_Text-to-region grounding data_
● ● ●

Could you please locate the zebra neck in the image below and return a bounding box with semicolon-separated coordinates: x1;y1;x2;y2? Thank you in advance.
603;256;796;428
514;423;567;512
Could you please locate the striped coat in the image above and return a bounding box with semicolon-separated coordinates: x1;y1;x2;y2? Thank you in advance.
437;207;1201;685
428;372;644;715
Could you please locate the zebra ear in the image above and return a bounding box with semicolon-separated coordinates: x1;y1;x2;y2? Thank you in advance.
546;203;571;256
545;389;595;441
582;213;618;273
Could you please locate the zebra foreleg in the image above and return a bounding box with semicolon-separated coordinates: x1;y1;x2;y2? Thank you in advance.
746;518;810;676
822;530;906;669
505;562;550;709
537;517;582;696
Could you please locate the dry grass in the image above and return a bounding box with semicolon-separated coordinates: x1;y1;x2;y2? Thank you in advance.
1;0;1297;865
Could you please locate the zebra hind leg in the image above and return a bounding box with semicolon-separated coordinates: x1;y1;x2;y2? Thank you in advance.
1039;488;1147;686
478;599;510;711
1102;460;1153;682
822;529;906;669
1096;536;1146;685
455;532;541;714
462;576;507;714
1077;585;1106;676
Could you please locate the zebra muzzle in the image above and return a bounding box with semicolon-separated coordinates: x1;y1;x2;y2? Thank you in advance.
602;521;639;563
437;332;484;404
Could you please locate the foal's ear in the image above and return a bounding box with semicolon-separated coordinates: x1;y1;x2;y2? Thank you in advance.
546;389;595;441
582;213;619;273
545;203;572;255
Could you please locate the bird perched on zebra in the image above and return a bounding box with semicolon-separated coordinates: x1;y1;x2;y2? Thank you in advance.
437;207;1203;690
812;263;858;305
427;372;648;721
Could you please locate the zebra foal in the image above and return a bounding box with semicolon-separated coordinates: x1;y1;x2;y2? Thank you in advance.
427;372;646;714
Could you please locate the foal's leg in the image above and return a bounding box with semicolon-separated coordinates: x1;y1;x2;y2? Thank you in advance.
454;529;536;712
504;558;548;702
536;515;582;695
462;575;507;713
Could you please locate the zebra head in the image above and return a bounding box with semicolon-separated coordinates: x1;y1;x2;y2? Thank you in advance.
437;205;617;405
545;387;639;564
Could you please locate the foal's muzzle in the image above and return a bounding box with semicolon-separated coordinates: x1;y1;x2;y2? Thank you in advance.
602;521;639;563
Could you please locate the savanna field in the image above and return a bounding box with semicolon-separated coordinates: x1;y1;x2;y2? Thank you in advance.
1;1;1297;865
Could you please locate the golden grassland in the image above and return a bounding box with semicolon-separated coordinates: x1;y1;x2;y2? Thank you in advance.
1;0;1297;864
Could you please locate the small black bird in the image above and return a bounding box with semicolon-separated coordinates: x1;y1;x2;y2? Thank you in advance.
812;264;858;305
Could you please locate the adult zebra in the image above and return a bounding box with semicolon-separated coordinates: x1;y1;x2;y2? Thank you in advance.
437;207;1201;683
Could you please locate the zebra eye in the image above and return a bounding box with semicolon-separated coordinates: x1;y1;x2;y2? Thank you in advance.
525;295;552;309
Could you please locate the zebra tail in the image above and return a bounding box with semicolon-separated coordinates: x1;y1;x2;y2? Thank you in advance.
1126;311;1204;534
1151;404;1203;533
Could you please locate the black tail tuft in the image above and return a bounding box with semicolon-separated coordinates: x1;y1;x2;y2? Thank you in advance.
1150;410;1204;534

● ● ●

Would you return each entry exactly as it reads?

_EXERCISE RESPONSE_
Could you please locate the zebra neck in the image below and return a bounding box with semicolon-separated coordinates: x1;y1;x2;y2? Thank you in advance.
603;256;796;428
514;423;567;512
Could you please locate the striped coat in the image above and return a bounding box with semicolon-separated coordinates: x1;y1;x2;y2? Thank you in advance.
437;207;1201;685
428;372;644;715
Could you please locate the zebra ear in the image above and return a bounding box with semicolon-separated coordinates: x1;y1;x2;y2? Thank you in advance.
546;203;571;256
545;389;595;441
582;213;618;273
Could you please locate the zebra foreleg in the image above and return a bounding box with semicolon-separated coordinates: x1;y1;x2;y2? Thank you in advance.
746;518;810;676
822;530;906;669
505;562;550;709
537;517;582;696
Could you please locate the dry grass in the image above and return a bounding box with semicolon-separated coordinates: x1;y1;x2;y2? Thank you in advance.
1;0;1297;865
Could you please locate the zebra hind leg in the image above and return a bounding box with semicolon-separated coordinates: x1;y1;x2;y2? Thank you in advance.
1039;488;1147;686
478;599;510;711
1102;460;1153;682
822;529;906;669
1096;536;1146;685
455;532;541;714
462;576;507;714
1077;585;1106;676
Could you please locate the zebra muzzle in the image above and return a bounding box with semicolon-separated coordinates: x1;y1;x2;y2? Thank you in advance.
602;521;639;563
437;332;484;404
Could you please locate the foal's ear in the image above and return a bounding box with semicolon-separated coordinates: x1;y1;x2;y2? Thank you in advance.
546;389;595;441
582;213;619;273
545;203;572;255
Could you please locate the bird perched on zebra in the image above and return a bounding box with semicolon-separated coordinates: x1;y1;x2;y2? Thank you in advance.
437;207;1203;690
812;263;858;305
427;372;648;721
Could you please locate the zebra foal in the image above and return a bounding box with semicolon-separated coordinates: x1;y1;x2;y2? Thank you in advance.
427;372;646;714
Could you please locate the foal's leg in the image above and return a bounding box with semicolon-separated coordinates: x1;y1;x2;y2? Thank you in advance.
454;529;536;712
504;558;548;702
536;515;582;695
462;575;507;713
Could you please locate the zebra head in the image above and return a bounding box with semicolon-separated coordinates: x1;y1;x2;y2? Thank you in advance.
437;205;617;405
545;387;639;564
Could you please locate the foal's muzzle in the image above and return a bounding box with semicolon-separated coordinates: x1;y1;x2;y2? Thank you in advance.
602;521;639;563
Could you please locate the savanna field in the image above and return a bounding box with semicolon-separated coordinates: x1;y1;x2;y2? Thank you in advance.
1;1;1297;865
Could you please locate the golden grassland in the image above and return a bounding box with semicolon-separated coordinates: x1;y1;x2;y2? Thank you in advance.
1;0;1297;864
Could you please locate the small black bird in the image above and return a bounding box with semicolon-separated coordinates: x1;y1;x2;y2? Thank you in advance.
812;264;858;305
Could you please locate the adult zebra in the image above and return a bounding box with semicolon-separated coordinates: x1;y1;x2;y2? Thank you in advance.
437;207;1201;683
Could you please locate the zebra eye in the image above and return a bounding box with semicolon-separated coordinates: x1;y1;x2;y2? Thank you in advance.
525;295;552;309
Could you please locate the zebra tail in the image above and return a bounding box with semicolon-separated coordinates: x1;y1;x2;y2? Thank you in advance.
1126;311;1204;534
1151;404;1203;533
Could you please locate the black tail tuft in the image above and return a bounding box with semicolon-separated coordinates: x1;y1;x2;y2? Thank you in advance.
1150;410;1204;534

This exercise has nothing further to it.